(Exercise goal): Leave every image behind and restate the data word for word.

(Image-grounded pointing data)
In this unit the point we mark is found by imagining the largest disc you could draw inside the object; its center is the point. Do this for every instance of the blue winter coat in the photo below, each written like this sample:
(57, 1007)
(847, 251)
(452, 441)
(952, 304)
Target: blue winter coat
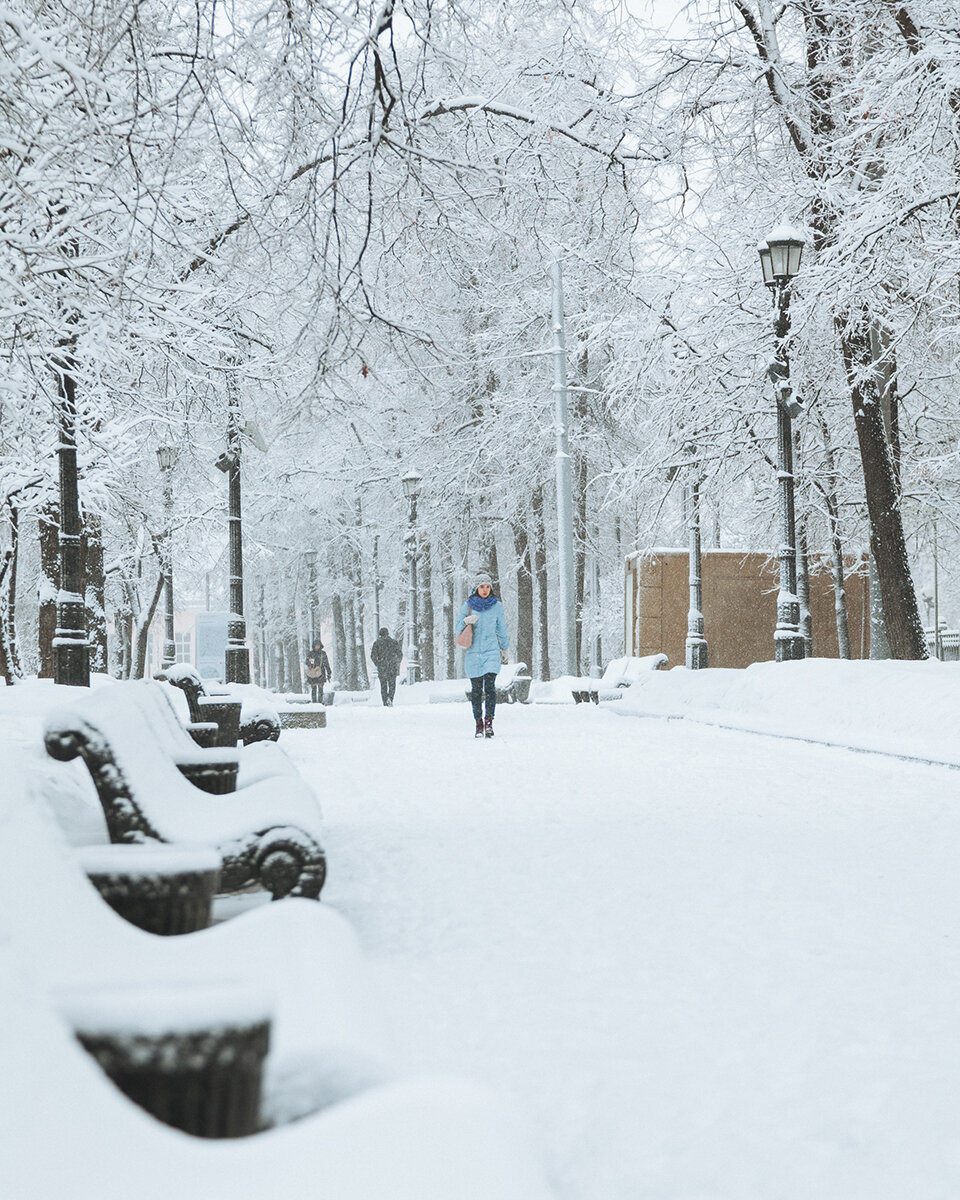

(Response to the exercise):
In this unit the point we mark is found by imagining the largest disc you could draw inside the object; its center is the point. Do this for every instance of the blue winter coat in the photo below, each written like this sample:
(57, 1007)
(847, 251)
(452, 441)
(952, 304)
Target: blue winter coat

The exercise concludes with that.